● **Job 1**
Repeat the records word for word, from their start through the line that contains "negative clicks: (123, 336) (210, 371)", including that line.

● **Text passage**
[Start of section]

Audio Moderation

BETA

Analyze audio content for potential moderation issues.

🎬 Video Audio Analysis

All audio moderation options documented here are also available when analyzing audio in videos via the Video Moderation API. The video API uses the same audio analysis pipeline with an additional channel option to select specific audio tracks.

POSThttps://api.safecomms.dev/moderation/audio

The audio moderation endpoint analyzes audio files for unsafe content such as hate speech, harassment, and other policy violations. It performs speech-to-text transcription and then moderates the content.

Request Body

Field	Type	Required	Description
audio	string	Yes	The audio to moderate. Can be a public URL or a Base64 encoded string.
language	string	No	The language to use for the explanation (default: "English").
moderationProfileId	string	No	The ID of a custom moderation profile to apply.
extractMetadata	boolean	No	Extract metadata (format, duration, bitrate, etc.) from the audio file. Default: false.
transcribe	boolean	No	Provide a transcription of the audio. Requires Basic+ tier. Default: false.
transcriptionMode	string	No	"single" (Basic+) or "multiple" (Pro+). Defaults to tier capability.
analyzeSentiment	boolean	No	Analyze speaker sentiment (Basic+).
detectTopics	boolean	No	Categorize discussion topics (Basic+).
detectPii	boolean	No	Detect PII in audio (Pro+).
includeTimestamps	boolean	No	Include timestamps in transcription (Pro+). Requires transcribe=true.
customKeywords	array	No	List of keywords to flag (Business+).
detectDistress	boolean	No	Detect acoustic distress signals (Business+).
analyzeQuality	boolean	No	Analyze audio quality metrics (Business+).

Language Support

Currently, audio moderation is only supported for English audio content. Requests with non-English audio may be rejected or return an error.

[End of section]

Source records
[Start of section]

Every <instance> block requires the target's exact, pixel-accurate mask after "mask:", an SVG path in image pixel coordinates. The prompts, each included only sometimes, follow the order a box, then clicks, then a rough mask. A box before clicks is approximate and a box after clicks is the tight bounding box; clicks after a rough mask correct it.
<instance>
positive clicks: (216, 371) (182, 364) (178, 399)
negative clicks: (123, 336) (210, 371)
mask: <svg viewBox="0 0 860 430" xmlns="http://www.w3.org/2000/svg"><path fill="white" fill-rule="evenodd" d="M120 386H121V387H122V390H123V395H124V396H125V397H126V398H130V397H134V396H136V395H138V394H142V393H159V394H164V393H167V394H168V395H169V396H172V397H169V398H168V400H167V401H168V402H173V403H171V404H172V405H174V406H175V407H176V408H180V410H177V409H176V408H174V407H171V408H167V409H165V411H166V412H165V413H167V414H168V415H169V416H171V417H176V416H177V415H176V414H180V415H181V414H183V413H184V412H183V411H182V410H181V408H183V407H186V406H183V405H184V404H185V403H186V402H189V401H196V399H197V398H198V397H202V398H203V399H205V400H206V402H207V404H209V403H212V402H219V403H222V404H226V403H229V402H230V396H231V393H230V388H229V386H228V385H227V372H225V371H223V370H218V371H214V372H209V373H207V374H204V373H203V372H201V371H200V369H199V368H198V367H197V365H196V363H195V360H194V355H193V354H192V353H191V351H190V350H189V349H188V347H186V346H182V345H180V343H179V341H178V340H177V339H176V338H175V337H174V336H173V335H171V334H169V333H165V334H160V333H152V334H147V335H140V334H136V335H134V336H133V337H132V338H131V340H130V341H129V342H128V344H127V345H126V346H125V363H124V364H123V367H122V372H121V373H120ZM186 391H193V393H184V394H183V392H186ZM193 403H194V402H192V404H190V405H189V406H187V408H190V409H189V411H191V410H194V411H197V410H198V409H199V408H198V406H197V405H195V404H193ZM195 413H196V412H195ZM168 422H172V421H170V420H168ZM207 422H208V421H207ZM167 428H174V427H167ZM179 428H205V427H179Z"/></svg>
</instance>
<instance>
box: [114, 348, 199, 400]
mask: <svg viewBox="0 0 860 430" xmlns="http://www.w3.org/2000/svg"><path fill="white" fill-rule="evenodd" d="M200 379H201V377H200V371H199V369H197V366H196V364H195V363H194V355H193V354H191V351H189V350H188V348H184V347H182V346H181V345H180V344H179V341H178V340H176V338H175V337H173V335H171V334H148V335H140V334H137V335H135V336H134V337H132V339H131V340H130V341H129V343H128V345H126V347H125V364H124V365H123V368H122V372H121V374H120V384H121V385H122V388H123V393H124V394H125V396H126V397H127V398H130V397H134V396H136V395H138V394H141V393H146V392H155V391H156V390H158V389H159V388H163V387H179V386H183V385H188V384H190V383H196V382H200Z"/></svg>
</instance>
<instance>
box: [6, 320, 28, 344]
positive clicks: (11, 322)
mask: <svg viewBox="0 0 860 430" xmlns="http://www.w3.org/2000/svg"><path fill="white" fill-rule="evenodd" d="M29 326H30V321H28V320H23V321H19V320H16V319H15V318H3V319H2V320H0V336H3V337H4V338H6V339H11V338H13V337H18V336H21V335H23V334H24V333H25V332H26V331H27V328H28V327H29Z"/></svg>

[End of section]

● **Job 2**
Which fields in the audio moderation text's request body are marked as needing the Business+ tier? Name all of them.

● **Answer space 1**
Every <instance> block requires the target's exact, pixel-accurate mask after "mask:", an SVG path in image pixel coordinates. The prompts, each included only sometimes, follow the order a box, then clicks, then a rough mask. A box before clicks is approximate and a box after clicks is the tight bounding box; clicks after a rough mask correct it.
<instance>
positive clicks: (216, 371) (182, 364) (178, 399)
negative clicks: (123, 336) (210, 371)

● **Answer space 2**
customKeywords, detectDistress, analyzeQuality